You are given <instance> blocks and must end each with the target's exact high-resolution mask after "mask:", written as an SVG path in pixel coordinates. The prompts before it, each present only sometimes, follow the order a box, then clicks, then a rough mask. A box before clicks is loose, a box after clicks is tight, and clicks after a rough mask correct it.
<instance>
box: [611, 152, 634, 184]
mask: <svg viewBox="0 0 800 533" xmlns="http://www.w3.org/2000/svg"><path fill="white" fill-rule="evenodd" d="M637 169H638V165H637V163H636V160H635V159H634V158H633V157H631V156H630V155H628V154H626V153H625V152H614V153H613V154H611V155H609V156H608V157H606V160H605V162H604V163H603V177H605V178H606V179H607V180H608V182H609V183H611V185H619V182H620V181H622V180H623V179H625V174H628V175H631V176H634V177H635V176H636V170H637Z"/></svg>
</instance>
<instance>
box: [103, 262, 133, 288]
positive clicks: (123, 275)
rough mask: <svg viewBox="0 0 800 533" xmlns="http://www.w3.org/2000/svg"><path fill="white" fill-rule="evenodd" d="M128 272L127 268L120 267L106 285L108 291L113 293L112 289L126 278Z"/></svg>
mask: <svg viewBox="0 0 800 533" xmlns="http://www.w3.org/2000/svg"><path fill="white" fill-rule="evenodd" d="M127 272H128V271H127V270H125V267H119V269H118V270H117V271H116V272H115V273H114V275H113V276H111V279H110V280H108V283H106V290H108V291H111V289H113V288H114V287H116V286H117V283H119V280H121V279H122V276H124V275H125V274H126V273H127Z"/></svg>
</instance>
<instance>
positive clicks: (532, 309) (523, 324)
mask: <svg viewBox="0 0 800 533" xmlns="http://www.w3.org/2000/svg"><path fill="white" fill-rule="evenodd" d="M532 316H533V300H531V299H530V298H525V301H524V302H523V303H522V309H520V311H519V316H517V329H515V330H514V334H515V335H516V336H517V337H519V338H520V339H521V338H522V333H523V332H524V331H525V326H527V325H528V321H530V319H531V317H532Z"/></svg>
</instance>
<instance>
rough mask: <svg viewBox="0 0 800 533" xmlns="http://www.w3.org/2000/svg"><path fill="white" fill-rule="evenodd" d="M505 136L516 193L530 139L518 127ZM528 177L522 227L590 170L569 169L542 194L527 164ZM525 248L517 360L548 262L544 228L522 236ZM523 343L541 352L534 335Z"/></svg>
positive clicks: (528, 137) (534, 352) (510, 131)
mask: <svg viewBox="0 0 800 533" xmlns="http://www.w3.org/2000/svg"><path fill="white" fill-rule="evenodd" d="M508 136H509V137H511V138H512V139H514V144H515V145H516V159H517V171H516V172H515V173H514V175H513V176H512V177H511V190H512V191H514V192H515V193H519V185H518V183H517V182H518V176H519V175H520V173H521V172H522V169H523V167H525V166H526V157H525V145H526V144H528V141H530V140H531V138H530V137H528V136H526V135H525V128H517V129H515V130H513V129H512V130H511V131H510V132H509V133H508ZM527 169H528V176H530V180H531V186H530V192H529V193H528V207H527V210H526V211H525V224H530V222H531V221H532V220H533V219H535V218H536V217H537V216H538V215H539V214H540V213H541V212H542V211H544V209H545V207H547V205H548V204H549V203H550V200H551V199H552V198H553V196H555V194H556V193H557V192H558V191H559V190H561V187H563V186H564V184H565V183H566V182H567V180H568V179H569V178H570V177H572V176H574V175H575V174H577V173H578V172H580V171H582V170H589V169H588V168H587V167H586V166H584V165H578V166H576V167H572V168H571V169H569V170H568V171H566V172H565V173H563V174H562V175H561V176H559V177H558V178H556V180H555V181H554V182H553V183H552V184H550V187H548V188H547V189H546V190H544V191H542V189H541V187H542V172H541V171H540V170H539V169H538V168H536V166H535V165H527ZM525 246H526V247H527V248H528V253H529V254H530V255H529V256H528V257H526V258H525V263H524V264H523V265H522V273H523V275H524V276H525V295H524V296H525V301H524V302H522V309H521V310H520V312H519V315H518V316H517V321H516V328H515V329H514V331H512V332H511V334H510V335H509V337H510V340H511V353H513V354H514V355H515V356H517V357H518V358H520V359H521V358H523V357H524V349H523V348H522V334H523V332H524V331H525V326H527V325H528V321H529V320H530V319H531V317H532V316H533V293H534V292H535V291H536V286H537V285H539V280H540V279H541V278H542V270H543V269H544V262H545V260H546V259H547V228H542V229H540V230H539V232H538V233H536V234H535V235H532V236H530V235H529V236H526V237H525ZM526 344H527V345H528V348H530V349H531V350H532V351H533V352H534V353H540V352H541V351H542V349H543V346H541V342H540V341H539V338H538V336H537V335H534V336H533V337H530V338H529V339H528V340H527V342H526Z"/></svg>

----

- [TASK STATEMENT]:
Copy the material above verbatim.

- [EXPECTED ANSWER]:
You are given <instance> blocks and must end each with the target's exact high-resolution mask after "mask:", written as an SVG path in pixel coordinates. The prompts before it, each present only sometimes, follow the order a box, then clicks, then a rough mask. A box before clicks is loose, a box after clicks is tight, and clicks after a rough mask correct it.
<instance>
box: [611, 152, 634, 184]
mask: <svg viewBox="0 0 800 533" xmlns="http://www.w3.org/2000/svg"><path fill="white" fill-rule="evenodd" d="M637 169H638V165H637V163H636V160H635V159H634V158H633V157H631V156H630V155H628V154H626V153H625V152H614V153H613V154H611V155H609V156H608V157H606V160H605V162H604V163H603V177H605V178H606V179H607V180H608V182H609V183H611V185H619V182H620V181H622V180H623V179H625V174H628V175H631V176H634V177H635V176H636V170H637Z"/></svg>
</instance>
<instance>
box: [103, 262, 133, 288]
positive clicks: (123, 275)
rough mask: <svg viewBox="0 0 800 533" xmlns="http://www.w3.org/2000/svg"><path fill="white" fill-rule="evenodd" d="M128 272L127 268L120 267L106 285L108 291L113 293L112 289L126 278Z"/></svg>
mask: <svg viewBox="0 0 800 533" xmlns="http://www.w3.org/2000/svg"><path fill="white" fill-rule="evenodd" d="M127 272H128V271H127V270H125V267H119V269H118V270H117V271H116V272H115V273H114V275H113V276H111V279H110V280H108V283H106V290H108V291H111V289H113V288H114V287H116V286H117V283H119V280H121V279H122V276H124V275H125V274H126V273H127Z"/></svg>
</instance>
<instance>
positive clicks: (532, 309) (523, 324)
mask: <svg viewBox="0 0 800 533" xmlns="http://www.w3.org/2000/svg"><path fill="white" fill-rule="evenodd" d="M532 316H533V300H531V299H530V298H525V301H524V302H523V303H522V309H520V311H519V316H517V329H515V330H514V334H515V335H516V336H517V337H519V338H520V339H521V338H522V333H523V332H524V331H525V326H527V325H528V321H530V319H531V317H532Z"/></svg>
</instance>
<instance>
rough mask: <svg viewBox="0 0 800 533" xmlns="http://www.w3.org/2000/svg"><path fill="white" fill-rule="evenodd" d="M505 136L516 193L530 139L518 127ZM528 177L522 227L590 170L569 169L542 194L527 164ZM525 248L517 360L548 262L544 228L522 236ZM523 343L541 352L534 335Z"/></svg>
positive clicks: (528, 137) (534, 352) (510, 131)
mask: <svg viewBox="0 0 800 533" xmlns="http://www.w3.org/2000/svg"><path fill="white" fill-rule="evenodd" d="M508 136H509V137H511V138H512V139H514V144H515V145H516V159H517V171H516V172H515V173H514V175H513V176H512V177H511V190H512V191H514V192H515V193H519V185H518V183H517V182H518V176H519V175H520V173H521V172H522V169H523V167H525V166H526V157H525V145H526V144H528V141H530V140H531V138H530V137H528V136H526V135H525V128H517V129H515V130H513V129H512V130H511V131H510V132H509V133H508ZM527 169H528V176H530V180H531V186H530V192H529V193H528V207H527V210H526V211H525V224H530V222H531V221H532V220H533V219H535V218H536V217H537V216H538V215H539V214H540V213H541V212H542V211H544V209H545V207H547V205H548V204H549V203H550V200H551V199H552V198H553V196H555V194H556V193H557V192H558V191H559V190H561V187H563V186H564V184H565V183H566V182H567V180H568V179H569V178H570V177H572V176H574V175H575V174H577V173H578V172H580V171H582V170H589V169H588V168H587V167H586V166H584V165H578V166H576V167H572V168H571V169H569V170H568V171H566V172H565V173H563V174H562V175H561V176H559V177H558V178H556V180H555V181H554V182H553V183H552V184H550V187H548V188H547V189H546V190H544V191H542V189H541V187H542V172H541V171H540V170H539V169H538V168H536V166H535V165H527ZM525 246H526V247H527V248H528V253H529V254H530V255H529V256H528V257H526V258H525V263H524V264H523V265H522V273H523V275H524V276H525V295H524V296H525V301H524V302H522V309H521V310H520V312H519V315H518V316H517V321H516V328H515V329H514V331H512V332H511V334H510V335H509V337H510V340H511V353H513V354H514V355H515V356H517V357H518V358H520V359H521V358H523V357H524V349H523V348H522V334H523V332H524V331H525V326H527V325H528V321H529V320H530V319H531V317H532V316H533V293H534V292H535V291H536V286H537V285H539V280H540V279H541V278H542V270H543V269H544V262H545V260H546V259H547V228H542V229H540V230H539V232H538V233H536V234H535V235H532V236H530V235H529V236H526V237H525ZM526 344H527V345H528V348H530V349H531V350H532V351H533V352H534V353H540V352H541V351H542V349H543V346H541V342H540V341H539V338H538V336H537V335H534V336H533V337H530V338H529V339H528V340H527V342H526Z"/></svg>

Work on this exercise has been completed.